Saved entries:

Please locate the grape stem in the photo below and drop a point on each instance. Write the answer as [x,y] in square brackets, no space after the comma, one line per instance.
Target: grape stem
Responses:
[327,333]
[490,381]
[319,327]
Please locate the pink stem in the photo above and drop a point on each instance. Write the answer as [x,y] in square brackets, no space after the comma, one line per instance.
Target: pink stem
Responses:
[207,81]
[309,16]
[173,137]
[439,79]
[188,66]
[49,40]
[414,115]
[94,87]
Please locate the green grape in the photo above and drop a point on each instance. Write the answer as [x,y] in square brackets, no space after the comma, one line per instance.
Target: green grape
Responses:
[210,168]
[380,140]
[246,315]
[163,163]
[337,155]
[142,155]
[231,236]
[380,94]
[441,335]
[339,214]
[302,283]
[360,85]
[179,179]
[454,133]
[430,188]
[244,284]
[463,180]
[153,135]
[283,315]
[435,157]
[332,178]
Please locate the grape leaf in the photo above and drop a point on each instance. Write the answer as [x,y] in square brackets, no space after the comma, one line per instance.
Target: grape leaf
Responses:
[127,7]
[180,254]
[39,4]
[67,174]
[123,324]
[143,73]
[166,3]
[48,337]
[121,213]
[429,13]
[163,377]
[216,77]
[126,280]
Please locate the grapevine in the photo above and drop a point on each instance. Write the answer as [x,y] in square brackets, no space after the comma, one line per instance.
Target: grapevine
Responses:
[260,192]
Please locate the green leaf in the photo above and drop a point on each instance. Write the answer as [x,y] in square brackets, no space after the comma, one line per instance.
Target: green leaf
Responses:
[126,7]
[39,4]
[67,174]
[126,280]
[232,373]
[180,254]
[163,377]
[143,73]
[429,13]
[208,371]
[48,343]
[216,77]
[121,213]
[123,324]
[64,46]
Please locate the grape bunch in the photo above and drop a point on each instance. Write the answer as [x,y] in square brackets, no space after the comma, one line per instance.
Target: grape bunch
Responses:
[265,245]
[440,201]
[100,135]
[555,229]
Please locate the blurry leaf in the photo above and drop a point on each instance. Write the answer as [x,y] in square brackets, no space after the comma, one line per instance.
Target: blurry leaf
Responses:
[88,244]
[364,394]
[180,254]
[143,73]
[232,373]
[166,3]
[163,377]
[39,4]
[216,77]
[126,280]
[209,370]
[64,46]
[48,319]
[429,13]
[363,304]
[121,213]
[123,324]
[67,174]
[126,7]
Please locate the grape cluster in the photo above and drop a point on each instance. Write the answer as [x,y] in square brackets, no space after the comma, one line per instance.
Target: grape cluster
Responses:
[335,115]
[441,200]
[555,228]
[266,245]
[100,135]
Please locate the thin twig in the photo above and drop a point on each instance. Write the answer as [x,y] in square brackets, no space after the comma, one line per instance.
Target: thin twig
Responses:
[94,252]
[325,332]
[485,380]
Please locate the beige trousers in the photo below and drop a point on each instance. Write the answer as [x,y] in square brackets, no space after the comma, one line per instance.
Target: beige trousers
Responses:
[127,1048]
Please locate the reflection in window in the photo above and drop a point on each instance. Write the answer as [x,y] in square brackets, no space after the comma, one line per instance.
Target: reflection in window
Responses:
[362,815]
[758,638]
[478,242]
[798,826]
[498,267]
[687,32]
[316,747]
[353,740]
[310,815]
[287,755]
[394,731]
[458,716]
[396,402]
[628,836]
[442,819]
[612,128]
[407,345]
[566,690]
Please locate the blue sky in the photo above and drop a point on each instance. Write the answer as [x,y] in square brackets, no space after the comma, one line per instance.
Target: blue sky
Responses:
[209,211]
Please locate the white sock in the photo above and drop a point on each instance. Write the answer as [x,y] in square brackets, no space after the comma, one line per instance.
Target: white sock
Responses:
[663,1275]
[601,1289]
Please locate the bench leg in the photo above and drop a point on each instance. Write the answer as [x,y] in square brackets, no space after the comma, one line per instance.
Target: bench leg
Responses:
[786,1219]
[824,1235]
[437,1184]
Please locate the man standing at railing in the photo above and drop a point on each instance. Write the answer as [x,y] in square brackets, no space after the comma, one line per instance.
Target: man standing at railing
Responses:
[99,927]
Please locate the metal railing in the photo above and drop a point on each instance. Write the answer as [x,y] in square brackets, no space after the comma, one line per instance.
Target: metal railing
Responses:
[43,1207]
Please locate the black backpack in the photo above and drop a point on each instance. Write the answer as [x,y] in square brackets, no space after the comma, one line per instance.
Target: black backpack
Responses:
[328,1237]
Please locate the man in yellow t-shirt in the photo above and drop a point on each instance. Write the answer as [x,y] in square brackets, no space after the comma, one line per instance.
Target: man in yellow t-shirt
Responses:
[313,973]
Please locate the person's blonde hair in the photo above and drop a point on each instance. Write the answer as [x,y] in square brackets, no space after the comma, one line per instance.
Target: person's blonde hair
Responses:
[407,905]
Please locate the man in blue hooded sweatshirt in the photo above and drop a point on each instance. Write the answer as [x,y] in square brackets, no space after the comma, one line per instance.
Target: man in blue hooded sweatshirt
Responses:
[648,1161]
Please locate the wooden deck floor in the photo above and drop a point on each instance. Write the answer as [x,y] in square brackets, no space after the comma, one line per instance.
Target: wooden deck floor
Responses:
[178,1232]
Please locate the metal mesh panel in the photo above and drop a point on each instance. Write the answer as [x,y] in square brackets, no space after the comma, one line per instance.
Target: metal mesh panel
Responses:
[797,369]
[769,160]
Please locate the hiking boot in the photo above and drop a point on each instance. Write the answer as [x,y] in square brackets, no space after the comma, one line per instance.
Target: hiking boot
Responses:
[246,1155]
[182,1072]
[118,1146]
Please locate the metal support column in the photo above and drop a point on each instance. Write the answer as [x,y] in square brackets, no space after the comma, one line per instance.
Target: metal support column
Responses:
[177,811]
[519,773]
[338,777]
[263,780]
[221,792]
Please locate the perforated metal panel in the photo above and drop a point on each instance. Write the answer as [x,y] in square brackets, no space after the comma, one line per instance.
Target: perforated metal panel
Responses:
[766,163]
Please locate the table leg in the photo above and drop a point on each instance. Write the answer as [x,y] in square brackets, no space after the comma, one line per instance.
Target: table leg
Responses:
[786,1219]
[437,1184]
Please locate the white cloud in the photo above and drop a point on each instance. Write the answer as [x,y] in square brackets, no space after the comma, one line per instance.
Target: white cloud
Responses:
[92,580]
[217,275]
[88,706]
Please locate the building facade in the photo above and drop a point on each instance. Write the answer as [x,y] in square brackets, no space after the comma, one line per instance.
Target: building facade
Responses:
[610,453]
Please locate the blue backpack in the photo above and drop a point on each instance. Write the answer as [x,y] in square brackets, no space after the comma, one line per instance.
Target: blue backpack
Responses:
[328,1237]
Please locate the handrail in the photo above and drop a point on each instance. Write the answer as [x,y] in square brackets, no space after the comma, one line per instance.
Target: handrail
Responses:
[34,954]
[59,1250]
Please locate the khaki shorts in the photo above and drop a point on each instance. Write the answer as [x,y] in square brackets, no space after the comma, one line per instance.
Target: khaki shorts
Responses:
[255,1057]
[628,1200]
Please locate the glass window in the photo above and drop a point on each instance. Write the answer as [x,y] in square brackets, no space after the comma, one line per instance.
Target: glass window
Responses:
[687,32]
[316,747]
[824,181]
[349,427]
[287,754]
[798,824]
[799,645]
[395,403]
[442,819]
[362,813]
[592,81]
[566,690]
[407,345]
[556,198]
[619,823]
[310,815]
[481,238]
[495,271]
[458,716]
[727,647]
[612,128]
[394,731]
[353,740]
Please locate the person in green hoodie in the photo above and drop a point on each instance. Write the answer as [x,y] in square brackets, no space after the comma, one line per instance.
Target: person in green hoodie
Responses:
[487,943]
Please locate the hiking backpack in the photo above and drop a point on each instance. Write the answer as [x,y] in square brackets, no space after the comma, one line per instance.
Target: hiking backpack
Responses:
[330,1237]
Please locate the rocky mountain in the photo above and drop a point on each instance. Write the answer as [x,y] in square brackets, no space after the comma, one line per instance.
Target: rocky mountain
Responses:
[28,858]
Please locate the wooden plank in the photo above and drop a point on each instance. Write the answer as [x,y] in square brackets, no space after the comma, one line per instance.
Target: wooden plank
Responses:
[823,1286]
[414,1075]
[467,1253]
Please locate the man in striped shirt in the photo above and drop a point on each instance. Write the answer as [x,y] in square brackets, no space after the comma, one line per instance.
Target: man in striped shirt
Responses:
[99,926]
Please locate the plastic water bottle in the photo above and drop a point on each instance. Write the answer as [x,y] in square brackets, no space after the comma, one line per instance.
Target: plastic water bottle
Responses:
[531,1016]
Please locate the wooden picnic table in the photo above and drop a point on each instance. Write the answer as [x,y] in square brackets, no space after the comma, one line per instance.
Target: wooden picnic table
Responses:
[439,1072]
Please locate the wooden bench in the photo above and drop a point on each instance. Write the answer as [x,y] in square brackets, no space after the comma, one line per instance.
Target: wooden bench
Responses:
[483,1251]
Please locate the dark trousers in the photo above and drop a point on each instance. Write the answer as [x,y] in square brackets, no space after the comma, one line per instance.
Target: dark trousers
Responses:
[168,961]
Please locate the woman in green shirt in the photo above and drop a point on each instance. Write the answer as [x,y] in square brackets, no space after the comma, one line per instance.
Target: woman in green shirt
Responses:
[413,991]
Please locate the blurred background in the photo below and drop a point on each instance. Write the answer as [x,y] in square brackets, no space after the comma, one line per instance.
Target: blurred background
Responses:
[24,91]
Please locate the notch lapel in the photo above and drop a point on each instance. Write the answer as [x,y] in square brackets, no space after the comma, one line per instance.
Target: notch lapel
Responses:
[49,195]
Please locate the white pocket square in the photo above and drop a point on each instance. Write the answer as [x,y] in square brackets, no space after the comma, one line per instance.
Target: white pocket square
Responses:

Exercise aim:
Your response should be each line that includes the word "hair", copied from the records.

Solution below:
Please locate the person's blonde hair in the photo above and drop a point on each instance. Write the answer as [x,y] in square brackets, no space after the comma, one line per instance.
Target: person's blonde hair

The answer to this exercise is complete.